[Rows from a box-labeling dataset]
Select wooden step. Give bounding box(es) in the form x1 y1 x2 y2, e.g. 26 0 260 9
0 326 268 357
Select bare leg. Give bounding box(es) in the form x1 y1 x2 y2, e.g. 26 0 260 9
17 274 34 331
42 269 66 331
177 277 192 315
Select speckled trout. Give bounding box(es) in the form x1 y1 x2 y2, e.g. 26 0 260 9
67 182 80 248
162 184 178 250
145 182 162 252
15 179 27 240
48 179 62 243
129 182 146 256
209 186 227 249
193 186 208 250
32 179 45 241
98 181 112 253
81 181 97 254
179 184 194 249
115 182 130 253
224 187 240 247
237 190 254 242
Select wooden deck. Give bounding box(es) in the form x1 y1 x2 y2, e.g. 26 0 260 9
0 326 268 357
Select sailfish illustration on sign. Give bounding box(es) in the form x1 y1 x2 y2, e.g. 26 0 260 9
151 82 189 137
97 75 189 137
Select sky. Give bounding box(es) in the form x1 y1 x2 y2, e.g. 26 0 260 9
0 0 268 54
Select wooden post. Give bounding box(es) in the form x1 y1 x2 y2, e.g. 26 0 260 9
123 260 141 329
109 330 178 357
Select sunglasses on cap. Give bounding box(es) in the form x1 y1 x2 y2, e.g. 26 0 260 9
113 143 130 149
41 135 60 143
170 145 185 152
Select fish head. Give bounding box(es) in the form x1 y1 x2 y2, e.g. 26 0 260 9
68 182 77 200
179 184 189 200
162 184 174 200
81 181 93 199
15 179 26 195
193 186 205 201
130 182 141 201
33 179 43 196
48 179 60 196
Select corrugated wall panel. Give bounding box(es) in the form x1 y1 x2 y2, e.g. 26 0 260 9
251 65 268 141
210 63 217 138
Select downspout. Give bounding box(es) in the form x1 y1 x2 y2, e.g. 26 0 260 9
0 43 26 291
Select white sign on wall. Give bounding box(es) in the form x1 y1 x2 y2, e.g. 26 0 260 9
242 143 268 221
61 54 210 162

> _Goal of the exercise_: Please lay out the stretch from the start of the material above through the line containing "177 277 192 315" as a Markdown table with the columns Number and Line. Number each line and leave out blank lines.

> _Final result_:
| Number | Line |
|---|---|
| 1 | Select wooden step. Give bounding box(es) in the form x1 y1 x2 y2, e.g. 26 0 260 9 |
| 2 | 0 326 268 357 |
| 3 | Select bare leg. Give bounding box(es) in the form x1 y1 x2 y2, e.g. 26 0 260 9 |
| 4 | 17 274 34 331 |
| 5 | 42 269 66 331 |
| 6 | 177 277 192 315 |